[Opening Document section section]

- Film poster
- Directed by: Dany Boon
- Written by: Dany Boon
- Produced by: Claude Berri
- Starring: Dany Boon Michèle Laroque Daniel Prévost
- Cinematography: Jean-Marie Dreujou
- Edited by: Luc Barnie
- Music by: Philippe Rombi
- Production companies: Pathé Renn Productions Hirsch TF1 Films Production Les Productions du Ch'timi
- Distributed by: Pathé Distribution
- Release date: 7 June 2006;
- Running time: 103 minutes
- Country: France
- Language: French
- Budget: $10.5 million
- Box office: $7.3 million

= La Maison du Bonheur =

La Maison du Bonheur (The House of Happiness) is a 2006 French comedy film directed by Dany Boon, adapted from the play La Vie de chantier (Life on a building site).

==Plot==
Charles Boulin is a debt collector for a credit company called Crédilem.

After his wife Anne accuses him of being tight-fisted, he decides to surprise her by buying a house in the country... but before he manages to do so the house is snatched up by one of his colleagues. In his disappointment he steals his colleague's bag which contains the signed deeds. As he has already been given several warnings at work, he is sacked on the spot.

To reduce renovation costs, Charles Boulin seeks the help of Jean-Pierre Draquart, the shifty estate agent who sold him the second house in his catalogue. This swindler calls up his "best team": Mouloud Mami and Donatello Pirelli - who as workers are both perfectly incompetent. As the renovation progresses, the house gradually turns into ruins.

Charles soon finds himself in debt after being refused a bank loan and then has to sell the family apartment without letting his wife or daughter find out. He survives on odd jobs, whilst scheming in order to convince his family to move into the "new" house...

==Cast==
- Dany Boon as Charles Boulin
- Michèle Laroque as Anne Boulin
- Daniel Prévost as Jean-Pierre Draquart
- Zinedine Soualem as Mouloud Mami
- Laurent Gamelon as Donatello Pirelli
- Line Renaud as Aunt Suzanne Bailleul
- Michel Vuillermoz as Jacques Kurtz
- Ariane Séguillon as Nicole Kurtz
- Gaëlle Bona as Élisabeth
- Antoine Chappey as Alexis Boulin
- Laure Sirieix as Norah Boulin
- Frédéric Bouraly as The doctor
- Jacqueline Jehanneuf as The house owner
- Jean Dell as The notary
- Didier Flamand as Banker

==Box office==

| Country | Admissions |
|---|---|
| France | 1,146,962 |
| Spain | 54,101 |
| Belgium | 5,803 |
| Switzerland | 2,259 |
| Luxembourg | 760 |

==Discography==
The CD soundtrack, including the scores of Nothing to Declare and Bienvenue chez les Ch'tis, all composed by Philippe Rombi.

[Closing Document section section]
[Opening Material shown section]

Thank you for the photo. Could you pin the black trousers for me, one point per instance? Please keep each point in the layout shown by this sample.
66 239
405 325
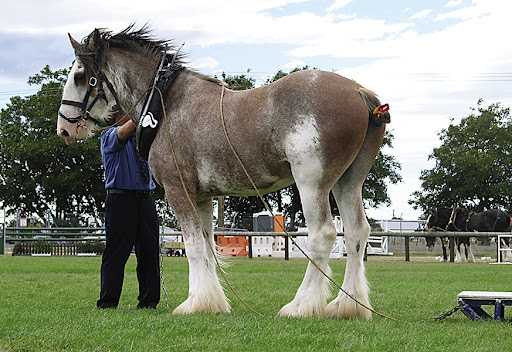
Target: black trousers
130 220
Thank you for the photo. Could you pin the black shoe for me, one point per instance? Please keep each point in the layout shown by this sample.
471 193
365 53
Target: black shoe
146 306
103 305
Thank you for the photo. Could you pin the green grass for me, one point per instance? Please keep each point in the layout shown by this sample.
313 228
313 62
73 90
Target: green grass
48 304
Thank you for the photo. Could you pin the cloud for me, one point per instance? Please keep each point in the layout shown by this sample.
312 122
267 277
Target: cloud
421 14
205 63
453 3
338 4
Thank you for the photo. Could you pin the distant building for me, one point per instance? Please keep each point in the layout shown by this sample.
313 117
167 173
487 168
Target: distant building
399 225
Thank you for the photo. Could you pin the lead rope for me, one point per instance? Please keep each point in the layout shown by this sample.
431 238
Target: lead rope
267 207
196 212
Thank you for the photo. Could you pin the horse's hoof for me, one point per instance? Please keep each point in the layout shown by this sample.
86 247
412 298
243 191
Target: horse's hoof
344 307
194 305
302 309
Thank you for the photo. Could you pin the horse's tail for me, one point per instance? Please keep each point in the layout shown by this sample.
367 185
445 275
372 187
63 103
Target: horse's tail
377 113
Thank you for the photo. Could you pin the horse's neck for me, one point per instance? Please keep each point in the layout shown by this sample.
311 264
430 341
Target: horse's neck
131 79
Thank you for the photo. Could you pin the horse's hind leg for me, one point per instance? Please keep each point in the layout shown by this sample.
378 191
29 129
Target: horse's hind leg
356 229
348 194
469 252
311 297
205 294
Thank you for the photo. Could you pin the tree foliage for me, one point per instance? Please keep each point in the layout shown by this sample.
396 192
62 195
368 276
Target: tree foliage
473 164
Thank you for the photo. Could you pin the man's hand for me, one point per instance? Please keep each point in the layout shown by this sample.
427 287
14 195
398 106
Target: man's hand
127 129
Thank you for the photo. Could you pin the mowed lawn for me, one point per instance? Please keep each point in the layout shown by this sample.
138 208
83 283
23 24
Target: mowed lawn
48 304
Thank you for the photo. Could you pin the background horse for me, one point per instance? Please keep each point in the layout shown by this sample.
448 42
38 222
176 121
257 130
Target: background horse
458 222
313 128
437 220
493 220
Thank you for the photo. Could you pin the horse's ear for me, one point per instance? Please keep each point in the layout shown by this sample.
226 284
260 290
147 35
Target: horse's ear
76 45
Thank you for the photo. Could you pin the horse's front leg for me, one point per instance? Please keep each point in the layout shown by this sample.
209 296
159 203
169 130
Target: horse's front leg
205 293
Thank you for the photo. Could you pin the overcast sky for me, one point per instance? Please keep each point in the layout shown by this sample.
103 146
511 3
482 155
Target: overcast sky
430 60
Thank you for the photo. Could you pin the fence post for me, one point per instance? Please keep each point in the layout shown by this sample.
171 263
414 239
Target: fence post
407 249
249 239
2 240
286 248
451 245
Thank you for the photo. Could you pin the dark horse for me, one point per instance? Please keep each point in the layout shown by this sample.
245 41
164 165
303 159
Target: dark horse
493 220
458 222
317 129
438 219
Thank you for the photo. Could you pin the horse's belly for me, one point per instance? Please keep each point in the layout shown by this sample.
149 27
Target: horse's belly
225 179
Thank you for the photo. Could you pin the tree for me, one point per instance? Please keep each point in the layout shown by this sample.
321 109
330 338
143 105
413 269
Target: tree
38 172
473 164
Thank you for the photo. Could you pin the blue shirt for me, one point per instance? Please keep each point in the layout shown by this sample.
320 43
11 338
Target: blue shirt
124 169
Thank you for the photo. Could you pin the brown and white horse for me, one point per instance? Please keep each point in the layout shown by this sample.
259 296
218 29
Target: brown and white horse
311 128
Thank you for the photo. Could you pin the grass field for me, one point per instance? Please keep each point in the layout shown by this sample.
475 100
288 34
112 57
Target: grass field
47 304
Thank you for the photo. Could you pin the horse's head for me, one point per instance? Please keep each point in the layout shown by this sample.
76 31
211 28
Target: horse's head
89 97
432 219
458 219
438 219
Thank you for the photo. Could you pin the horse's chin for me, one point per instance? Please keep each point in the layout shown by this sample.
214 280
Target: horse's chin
69 140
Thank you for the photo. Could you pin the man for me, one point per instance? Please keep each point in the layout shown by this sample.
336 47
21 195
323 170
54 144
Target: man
130 217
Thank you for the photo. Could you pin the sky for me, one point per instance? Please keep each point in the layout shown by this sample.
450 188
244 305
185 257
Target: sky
431 60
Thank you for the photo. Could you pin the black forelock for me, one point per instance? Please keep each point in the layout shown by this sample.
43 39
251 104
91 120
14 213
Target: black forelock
139 40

[Closing Material shown section]

#### [Exercise details]
Reproduce the film article from "La Maison du Bonheur (The" up to and including "a building site).", swapping "comedy" for "drama".

#### [Task output]
La Maison du Bonheur (The House of Happiness) is a 2006 French drama film directed by Dany Boon, adapted from the play La Vie de chantier (Life on a building site).